Point annotation records
"""
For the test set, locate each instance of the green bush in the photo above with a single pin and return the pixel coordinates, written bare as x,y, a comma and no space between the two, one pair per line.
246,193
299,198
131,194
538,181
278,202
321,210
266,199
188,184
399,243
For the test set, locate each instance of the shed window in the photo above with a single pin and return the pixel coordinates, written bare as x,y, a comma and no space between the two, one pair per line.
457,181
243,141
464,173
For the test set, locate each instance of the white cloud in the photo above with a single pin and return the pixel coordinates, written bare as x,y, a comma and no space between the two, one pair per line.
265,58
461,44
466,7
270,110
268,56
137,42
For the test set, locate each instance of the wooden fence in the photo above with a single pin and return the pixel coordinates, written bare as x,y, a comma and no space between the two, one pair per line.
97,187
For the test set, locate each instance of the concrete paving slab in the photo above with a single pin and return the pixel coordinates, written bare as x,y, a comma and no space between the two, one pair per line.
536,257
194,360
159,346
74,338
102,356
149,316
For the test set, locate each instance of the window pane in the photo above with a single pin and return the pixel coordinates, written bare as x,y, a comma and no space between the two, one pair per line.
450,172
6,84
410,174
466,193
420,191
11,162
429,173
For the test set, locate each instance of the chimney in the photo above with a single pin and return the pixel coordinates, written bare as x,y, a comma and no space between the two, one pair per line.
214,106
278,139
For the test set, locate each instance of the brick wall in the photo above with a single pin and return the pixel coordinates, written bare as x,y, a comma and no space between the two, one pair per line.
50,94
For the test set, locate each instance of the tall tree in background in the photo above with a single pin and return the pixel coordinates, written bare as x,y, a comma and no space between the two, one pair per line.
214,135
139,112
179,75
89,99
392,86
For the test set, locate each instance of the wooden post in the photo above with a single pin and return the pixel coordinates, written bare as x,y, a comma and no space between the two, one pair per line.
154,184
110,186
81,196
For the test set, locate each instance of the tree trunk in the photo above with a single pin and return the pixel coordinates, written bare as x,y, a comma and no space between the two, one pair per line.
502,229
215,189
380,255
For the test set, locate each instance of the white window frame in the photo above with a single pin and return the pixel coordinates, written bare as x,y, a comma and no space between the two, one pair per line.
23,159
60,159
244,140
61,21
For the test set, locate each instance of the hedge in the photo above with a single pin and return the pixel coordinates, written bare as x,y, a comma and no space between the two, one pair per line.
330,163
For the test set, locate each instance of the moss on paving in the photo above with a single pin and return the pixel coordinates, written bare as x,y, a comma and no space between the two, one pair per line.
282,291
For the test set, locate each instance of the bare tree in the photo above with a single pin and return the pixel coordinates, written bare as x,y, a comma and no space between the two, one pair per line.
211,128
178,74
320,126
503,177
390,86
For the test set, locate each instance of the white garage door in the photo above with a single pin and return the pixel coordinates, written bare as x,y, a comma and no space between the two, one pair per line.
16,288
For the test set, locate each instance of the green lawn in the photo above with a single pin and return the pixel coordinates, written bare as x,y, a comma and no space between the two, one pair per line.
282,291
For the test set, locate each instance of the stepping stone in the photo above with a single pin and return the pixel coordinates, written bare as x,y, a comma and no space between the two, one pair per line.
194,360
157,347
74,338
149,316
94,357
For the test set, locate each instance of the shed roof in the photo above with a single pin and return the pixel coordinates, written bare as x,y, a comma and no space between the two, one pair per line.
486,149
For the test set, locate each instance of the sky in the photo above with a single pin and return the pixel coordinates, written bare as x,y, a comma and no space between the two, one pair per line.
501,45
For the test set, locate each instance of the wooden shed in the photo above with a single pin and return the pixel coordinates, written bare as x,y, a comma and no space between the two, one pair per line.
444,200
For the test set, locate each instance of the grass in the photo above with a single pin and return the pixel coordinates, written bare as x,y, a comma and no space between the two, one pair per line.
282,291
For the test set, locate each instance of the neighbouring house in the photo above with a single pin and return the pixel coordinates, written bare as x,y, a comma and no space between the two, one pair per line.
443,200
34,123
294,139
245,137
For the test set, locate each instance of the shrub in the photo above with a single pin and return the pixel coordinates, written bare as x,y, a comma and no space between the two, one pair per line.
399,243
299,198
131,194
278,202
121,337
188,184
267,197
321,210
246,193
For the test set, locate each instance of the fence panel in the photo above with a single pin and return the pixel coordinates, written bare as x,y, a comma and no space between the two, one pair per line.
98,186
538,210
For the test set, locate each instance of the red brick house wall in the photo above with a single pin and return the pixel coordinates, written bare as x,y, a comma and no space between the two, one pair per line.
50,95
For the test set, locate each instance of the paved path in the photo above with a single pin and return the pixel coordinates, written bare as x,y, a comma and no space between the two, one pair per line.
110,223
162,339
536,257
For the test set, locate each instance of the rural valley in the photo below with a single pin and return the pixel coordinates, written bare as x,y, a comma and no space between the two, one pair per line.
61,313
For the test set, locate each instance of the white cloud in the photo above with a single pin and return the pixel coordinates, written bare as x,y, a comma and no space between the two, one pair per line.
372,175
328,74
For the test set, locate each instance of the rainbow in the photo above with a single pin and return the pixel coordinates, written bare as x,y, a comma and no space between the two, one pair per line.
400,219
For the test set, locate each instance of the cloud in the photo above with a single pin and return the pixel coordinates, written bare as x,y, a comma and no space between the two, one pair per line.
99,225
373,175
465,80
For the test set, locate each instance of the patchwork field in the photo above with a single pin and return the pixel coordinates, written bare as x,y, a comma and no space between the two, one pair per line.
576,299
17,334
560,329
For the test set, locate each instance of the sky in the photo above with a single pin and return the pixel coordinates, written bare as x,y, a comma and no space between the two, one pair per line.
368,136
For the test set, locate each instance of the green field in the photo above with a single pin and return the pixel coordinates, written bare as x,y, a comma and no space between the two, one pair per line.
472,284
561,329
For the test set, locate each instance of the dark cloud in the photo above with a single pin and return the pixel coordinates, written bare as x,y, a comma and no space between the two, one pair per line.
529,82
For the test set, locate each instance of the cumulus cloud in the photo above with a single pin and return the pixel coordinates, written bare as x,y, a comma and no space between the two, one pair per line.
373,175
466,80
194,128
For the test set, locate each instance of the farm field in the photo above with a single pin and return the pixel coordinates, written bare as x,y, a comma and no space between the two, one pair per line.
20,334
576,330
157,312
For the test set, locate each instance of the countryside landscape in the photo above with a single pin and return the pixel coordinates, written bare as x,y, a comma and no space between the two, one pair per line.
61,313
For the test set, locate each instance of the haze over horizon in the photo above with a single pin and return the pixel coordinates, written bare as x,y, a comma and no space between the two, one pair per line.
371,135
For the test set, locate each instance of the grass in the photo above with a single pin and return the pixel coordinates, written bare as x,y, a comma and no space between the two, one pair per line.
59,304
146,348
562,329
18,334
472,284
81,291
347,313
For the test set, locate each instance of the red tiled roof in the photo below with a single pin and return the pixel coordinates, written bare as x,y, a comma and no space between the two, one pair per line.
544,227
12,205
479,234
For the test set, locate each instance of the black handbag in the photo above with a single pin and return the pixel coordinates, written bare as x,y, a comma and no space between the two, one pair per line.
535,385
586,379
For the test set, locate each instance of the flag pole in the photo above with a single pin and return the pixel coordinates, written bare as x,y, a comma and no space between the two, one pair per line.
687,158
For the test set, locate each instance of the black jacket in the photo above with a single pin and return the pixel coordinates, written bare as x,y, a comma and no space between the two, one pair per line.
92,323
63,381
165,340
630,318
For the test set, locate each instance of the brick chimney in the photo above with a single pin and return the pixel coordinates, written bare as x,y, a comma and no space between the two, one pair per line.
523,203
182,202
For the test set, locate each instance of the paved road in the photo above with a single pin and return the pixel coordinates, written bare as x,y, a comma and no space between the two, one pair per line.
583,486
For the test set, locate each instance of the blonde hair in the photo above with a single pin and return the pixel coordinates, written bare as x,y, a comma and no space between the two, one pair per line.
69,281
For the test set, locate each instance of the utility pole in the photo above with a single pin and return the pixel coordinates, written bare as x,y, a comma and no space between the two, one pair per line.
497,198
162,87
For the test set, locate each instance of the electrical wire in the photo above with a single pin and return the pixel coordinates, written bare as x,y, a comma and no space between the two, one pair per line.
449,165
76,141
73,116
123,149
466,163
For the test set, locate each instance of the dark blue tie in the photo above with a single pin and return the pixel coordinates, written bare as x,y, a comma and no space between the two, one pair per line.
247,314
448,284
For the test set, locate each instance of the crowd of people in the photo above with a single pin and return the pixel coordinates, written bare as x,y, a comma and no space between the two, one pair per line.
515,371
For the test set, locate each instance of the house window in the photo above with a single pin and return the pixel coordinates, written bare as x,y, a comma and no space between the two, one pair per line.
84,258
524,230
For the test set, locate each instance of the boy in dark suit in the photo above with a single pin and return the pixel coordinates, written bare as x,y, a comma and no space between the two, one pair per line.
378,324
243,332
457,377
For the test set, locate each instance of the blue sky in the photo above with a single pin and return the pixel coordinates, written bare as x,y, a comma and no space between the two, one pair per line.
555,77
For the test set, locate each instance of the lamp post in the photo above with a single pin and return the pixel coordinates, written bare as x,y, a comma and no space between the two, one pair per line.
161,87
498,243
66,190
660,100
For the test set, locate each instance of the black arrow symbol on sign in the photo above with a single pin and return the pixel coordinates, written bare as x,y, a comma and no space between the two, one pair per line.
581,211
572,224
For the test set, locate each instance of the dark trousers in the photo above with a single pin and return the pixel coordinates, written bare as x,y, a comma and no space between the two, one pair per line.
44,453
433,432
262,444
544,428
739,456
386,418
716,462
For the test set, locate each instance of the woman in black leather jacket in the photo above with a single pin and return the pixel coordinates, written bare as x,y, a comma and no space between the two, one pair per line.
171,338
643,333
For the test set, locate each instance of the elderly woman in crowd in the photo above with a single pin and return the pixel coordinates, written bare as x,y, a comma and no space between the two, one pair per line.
"""
To be done =
Starting at the line that contains "For the test set, locate each instance of the house", quote each remaining line of the entries above, unchanged.

Right answer =
For the test set, locate each instance of the house window in the photo above with a single pin and return the pixel coordinates, written bare as x,y, a comma and no space between the two, one pair per line.
84,258
524,230
For the test set, locate each instance of the boy in dark suit in the photo above with a single pin and return the pixel coordinates, written bare as x,y, a comma and no space between the two, one pair per line.
378,324
243,332
457,377
For the test set, locate each instance of the blue sky in the photo above with a single pin and return the pixel coordinates, written bare as x,y, a comma and no space between the two, one pair per line.
555,77
For the test set, locate each instance of the lamp post in the photo above with a single pin and return the pixel coordinates, written bare as x,y, a comma and no space between the two, one pair per line.
161,87
498,243
66,190
660,100
For the test set, locate each instance of the black arrow symbol on sign in the photo above with a single pin and return the pixel coordinates, written bare as x,y, a comma and no space between the two, one pair per line.
581,211
572,224
For the test set, locate each instance of the dark trousers in the photo above with a single pin and return the pixel coordinates, written bare as x,y, a comma and no space between the two, one pair per line.
44,453
433,432
262,444
544,428
739,456
386,418
716,462
For the test set, locate each instance of the woman in black leather jacket in the photo above with a single pin and return the pixel coordinates, written bare as x,y, a comma and no space between the two, one pair per line.
171,338
643,333
For the test set, locate each instance of the elderly woman in crowd in the photo above with a single pin and return the pixel coordinates, written bare as x,y, a comma and no space between the two, one pair per line.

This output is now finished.